WHAT THE TASK REQUIRES
Rewrite the data below as a two-column CSV with the headers objective and points, giving one row for every line that begins "Objective —" and putting that line and the point lines under it each in a single quoted field, with line breaks replaced by spaces. Leave the pictures out of the output.

________

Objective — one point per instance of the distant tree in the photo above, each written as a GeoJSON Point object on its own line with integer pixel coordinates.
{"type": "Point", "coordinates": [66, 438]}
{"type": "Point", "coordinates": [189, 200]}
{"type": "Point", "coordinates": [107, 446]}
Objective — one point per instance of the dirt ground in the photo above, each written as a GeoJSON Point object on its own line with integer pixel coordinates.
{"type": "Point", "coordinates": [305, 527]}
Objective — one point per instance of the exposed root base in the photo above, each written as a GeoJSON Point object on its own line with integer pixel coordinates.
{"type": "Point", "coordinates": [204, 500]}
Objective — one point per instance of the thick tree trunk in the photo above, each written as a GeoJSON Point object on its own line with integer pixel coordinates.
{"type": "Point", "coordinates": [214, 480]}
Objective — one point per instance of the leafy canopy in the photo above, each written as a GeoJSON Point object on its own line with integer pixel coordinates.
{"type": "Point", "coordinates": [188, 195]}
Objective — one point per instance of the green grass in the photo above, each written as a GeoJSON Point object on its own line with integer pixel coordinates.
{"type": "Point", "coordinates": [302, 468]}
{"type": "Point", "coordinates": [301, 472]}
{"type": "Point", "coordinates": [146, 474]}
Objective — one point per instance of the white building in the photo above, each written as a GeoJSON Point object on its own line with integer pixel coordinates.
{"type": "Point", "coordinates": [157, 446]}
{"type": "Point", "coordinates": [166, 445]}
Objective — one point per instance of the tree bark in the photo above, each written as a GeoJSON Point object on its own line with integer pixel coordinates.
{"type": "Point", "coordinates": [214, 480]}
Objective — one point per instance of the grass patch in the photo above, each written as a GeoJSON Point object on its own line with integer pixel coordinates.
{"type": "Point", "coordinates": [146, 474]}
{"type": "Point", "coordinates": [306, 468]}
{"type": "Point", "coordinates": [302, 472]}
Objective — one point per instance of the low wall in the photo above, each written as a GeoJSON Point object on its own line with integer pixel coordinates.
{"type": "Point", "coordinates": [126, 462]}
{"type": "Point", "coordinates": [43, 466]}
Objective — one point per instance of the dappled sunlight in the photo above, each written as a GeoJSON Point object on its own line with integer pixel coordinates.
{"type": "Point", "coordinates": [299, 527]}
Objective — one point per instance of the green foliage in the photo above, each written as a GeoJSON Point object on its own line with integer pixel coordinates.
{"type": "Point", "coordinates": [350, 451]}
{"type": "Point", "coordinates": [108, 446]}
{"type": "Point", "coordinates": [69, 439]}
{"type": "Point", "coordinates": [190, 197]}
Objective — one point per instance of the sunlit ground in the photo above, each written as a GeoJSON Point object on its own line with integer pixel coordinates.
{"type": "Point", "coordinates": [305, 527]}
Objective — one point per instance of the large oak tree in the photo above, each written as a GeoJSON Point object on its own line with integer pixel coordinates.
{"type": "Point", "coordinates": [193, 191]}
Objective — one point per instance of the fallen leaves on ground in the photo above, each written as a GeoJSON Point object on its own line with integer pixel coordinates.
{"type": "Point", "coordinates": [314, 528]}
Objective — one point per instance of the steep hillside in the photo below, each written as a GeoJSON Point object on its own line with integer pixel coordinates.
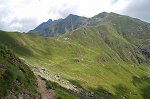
{"type": "Point", "coordinates": [16, 79]}
{"type": "Point", "coordinates": [96, 59]}
{"type": "Point", "coordinates": [45, 25]}
{"type": "Point", "coordinates": [93, 54]}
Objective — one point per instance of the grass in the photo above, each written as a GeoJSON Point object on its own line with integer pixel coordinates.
{"type": "Point", "coordinates": [16, 76]}
{"type": "Point", "coordinates": [60, 92]}
{"type": "Point", "coordinates": [97, 57]}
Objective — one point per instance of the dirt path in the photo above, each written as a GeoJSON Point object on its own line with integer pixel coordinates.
{"type": "Point", "coordinates": [45, 93]}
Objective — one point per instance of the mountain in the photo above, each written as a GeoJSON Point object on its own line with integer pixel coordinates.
{"type": "Point", "coordinates": [16, 78]}
{"type": "Point", "coordinates": [106, 55]}
{"type": "Point", "coordinates": [44, 25]}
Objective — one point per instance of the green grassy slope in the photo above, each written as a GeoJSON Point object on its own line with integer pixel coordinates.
{"type": "Point", "coordinates": [15, 76]}
{"type": "Point", "coordinates": [95, 58]}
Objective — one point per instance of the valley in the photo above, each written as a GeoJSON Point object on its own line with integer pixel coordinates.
{"type": "Point", "coordinates": [106, 55]}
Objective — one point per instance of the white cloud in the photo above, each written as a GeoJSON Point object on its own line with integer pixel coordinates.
{"type": "Point", "coordinates": [23, 15]}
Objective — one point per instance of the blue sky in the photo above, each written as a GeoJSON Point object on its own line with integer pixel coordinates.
{"type": "Point", "coordinates": [24, 15]}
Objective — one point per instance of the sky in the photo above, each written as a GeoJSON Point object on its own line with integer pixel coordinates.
{"type": "Point", "coordinates": [24, 15]}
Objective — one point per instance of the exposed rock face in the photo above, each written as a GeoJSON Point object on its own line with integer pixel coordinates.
{"type": "Point", "coordinates": [79, 92]}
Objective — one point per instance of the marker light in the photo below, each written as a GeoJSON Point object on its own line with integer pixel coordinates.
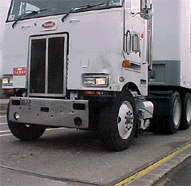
{"type": "Point", "coordinates": [126, 63]}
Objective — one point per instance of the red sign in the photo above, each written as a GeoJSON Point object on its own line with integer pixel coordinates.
{"type": "Point", "coordinates": [20, 71]}
{"type": "Point", "coordinates": [48, 24]}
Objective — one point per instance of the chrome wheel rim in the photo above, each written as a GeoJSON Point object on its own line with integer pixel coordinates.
{"type": "Point", "coordinates": [125, 120]}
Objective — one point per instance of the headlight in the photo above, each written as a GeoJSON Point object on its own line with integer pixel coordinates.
{"type": "Point", "coordinates": [5, 81]}
{"type": "Point", "coordinates": [95, 80]}
{"type": "Point", "coordinates": [101, 81]}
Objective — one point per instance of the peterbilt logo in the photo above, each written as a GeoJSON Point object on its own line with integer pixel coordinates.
{"type": "Point", "coordinates": [48, 24]}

________

EXERCISE RESPONSE
objective,points
"Objective — one point per instance of the distant tree in the photo above, each written as a GeoJSON Point object on its own line with integer pixel coordinates.","{""type"": ""Point"", ""coordinates"": [66, 438]} {""type"": ""Point"", ""coordinates"": [189, 200]} {""type"": ""Point"", ""coordinates"": [107, 446]}"
"Objective — one point per instance of the dirt ground in the photo above, each written as a GeoJSON Point object on its own line with integer pixel coordinates.","{""type"": ""Point"", ""coordinates"": [305, 527]}"
"Objective — one point per instance of the exposed root base in the photo above, each written as a GeoJSON Point object on its own line with integer pixel coordinates.","{""type"": ""Point"", ""coordinates"": [204, 500]}"
"Objective — one point per instance of the thick tree trunk in the photo above, each written as a GeoJSON Point object on its own line with integer pixel coordinates.","{""type"": ""Point"", ""coordinates"": [214, 480]}"
"Objective — one point per instance of the leafy canopy in the photo above, each written as a GeoJSON Point object on its own line with integer pixel coordinates.","{""type"": ""Point"", ""coordinates"": [188, 195]}"
"Objective — one point per instance of the green grass in the photo above, each written as a GeoJSON Point object on its own line with integer pixel coordinates.","{""type"": ""Point"", ""coordinates"": [302, 468]} {""type"": ""Point"", ""coordinates"": [301, 472]} {""type"": ""Point"", ""coordinates"": [146, 474]}"
"Objective — one point per instance of the white building in the photo above, each written as a GeoJSON Point object on its own line with integer pixel coordinates.","{""type"": ""Point"", ""coordinates"": [157, 446]} {""type"": ""Point"", ""coordinates"": [166, 445]}"
"Objective — one point per instance of the tree bark in the photo above, each written as a GeoJSON Point object on its own line with integer pixel coordinates.","{""type"": ""Point"", ""coordinates"": [214, 480]}"
"Objective — one point per instance of the grass patch in the photo above, each written as a GeoJSON Point object on its own line with integer pixel coordinates.","{""type"": ""Point"", ""coordinates"": [146, 474]} {""type"": ""Point"", ""coordinates"": [306, 468]} {""type"": ""Point"", ""coordinates"": [302, 472]}"
"Objective — one point per instance of the low wall in the photo above, each written as a GeoJSON Point object on its own line with integer pixel coordinates.","{""type"": ""Point"", ""coordinates"": [126, 462]} {""type"": ""Point"", ""coordinates"": [43, 466]}"
"Objective — one point per instance of the dappled sunlight in the photo above, each written as a GeoJSON Point object on its own line with integer pixel coordinates.","{""type"": ""Point"", ""coordinates"": [299, 527]}"
"Objective — one point per instance of the green foliage in the photo above, each written as a GeoJSON Point object on its own line with integer pixel coordinates.","{""type"": ""Point"", ""coordinates"": [350, 451]} {""type"": ""Point"", ""coordinates"": [108, 446]} {""type"": ""Point"", ""coordinates"": [69, 439]} {""type"": ""Point"", ""coordinates"": [190, 197]}"
"Objective — one point per instance of the sunlit ground in the photo above, each written as a GeoJSON Point object on its own line with integer pixel coordinates.","{""type"": ""Point"", ""coordinates"": [305, 527]}"
"Objective — one point per instance of the large oak tree in the photo above, each written as a GeoJSON Point object on its own line with integer pixel coordinates.","{""type"": ""Point"", ""coordinates"": [193, 191]}"
"Objective — one point per instance of the fallen leaves on ground in the photo above, each written as a GeoJSON Point object on its own line with integer pixel coordinates.","{""type"": ""Point"", ""coordinates"": [314, 528]}"
"Objective — one point per instance of the steep hillside in the photo below, each written as a GeoJSON Point object on its own line with integer pixel coordinates.","{""type"": ""Point"", ""coordinates"": [16, 79]} {""type"": ""Point"", ""coordinates"": [96, 59]} {""type"": ""Point"", ""coordinates"": [45, 25]} {""type"": ""Point"", ""coordinates"": [93, 54]}"
"Objective — one point per instance of the grass in the photo above, each written as a GeoJSON Point object on its own line with integer pixel coordinates.","{""type"": ""Point"", ""coordinates"": [16, 76]} {""type"": ""Point"", ""coordinates"": [60, 92]} {""type"": ""Point"", ""coordinates"": [97, 57]}"
"Objective — one point per instance of the dirt path in the photo above, each written as a GeoJSON Point object on its own line with integer pixel coordinates.","{""type"": ""Point"", ""coordinates"": [45, 93]}"
"Objective — one point per instance of the mountain in the photo above, each written as a GeoJSON Point object on its own line with integer pixel coordinates.","{""type"": ""Point"", ""coordinates"": [16, 78]} {""type"": ""Point"", ""coordinates"": [106, 55]} {""type"": ""Point"", ""coordinates"": [44, 25]}"
"Objective — one point per instance of the green grassy slope in the photo above, each written as a GeoJSON Point object on its own line with integer pixel coordinates.","{""type"": ""Point"", ""coordinates"": [15, 76]} {""type"": ""Point"", ""coordinates"": [95, 58]}"
"Objective — one point per instance of the valley in the photo above, each written as a GeoJSON Point object on its own line with integer pixel coordinates.","{""type"": ""Point"", ""coordinates"": [106, 55]}"
"Objective — one point per instance of the white cloud in the photo above, each written as a GeoJSON Point object on its own line with integer pixel coordinates.","{""type"": ""Point"", ""coordinates"": [23, 15]}"
"Objective — one point per instance of the blue sky in the photo above, each written as a GeoJSON Point object on its own line with integer pixel coordinates.","{""type"": ""Point"", ""coordinates"": [24, 15]}"
"Objective — one point per instance of the sky in the photo above, each written as a GeoJSON Point object on its own line with integer pixel coordinates.","{""type"": ""Point"", ""coordinates"": [24, 15]}"
"Objective — one point per instance of the exposed rock face in the photo above, each written as a GeoJSON Point object on its own line with integer pixel coordinates.","{""type"": ""Point"", ""coordinates"": [79, 92]}"
"Objective — one point per instance of the marker light in the photo below, each written as a GeoJSON Point object on its own line with integer pixel coordinates.","{""type"": ""Point"", ""coordinates"": [126, 63]}"
"Objective — one point per instance of the red sign in the photo above, each written as a GeoJSON Point object on its own line with integer pixel coordinates.","{""type"": ""Point"", ""coordinates"": [20, 71]} {""type"": ""Point"", ""coordinates"": [48, 24]}"
"Objective — one point per instance of the chrome wheel rim in the photo above, each written as a GeoJSON Point object on its own line with integer pixel coordinates.","{""type"": ""Point"", ""coordinates"": [125, 120]}"
"Objective — one point per instance of the headlight in the photo above, each written as a GeoJSON Point object on its own line with integer pixel coordinates.","{""type"": ""Point"", ""coordinates"": [5, 81]} {""type"": ""Point"", ""coordinates"": [95, 80]} {""type"": ""Point"", ""coordinates"": [101, 81]}"
"Objective — one point per instance of the peterbilt logo in the photo above, each written as a GeoJSON Point object on its own line with integer pixel coordinates.","{""type"": ""Point"", ""coordinates"": [48, 24]}"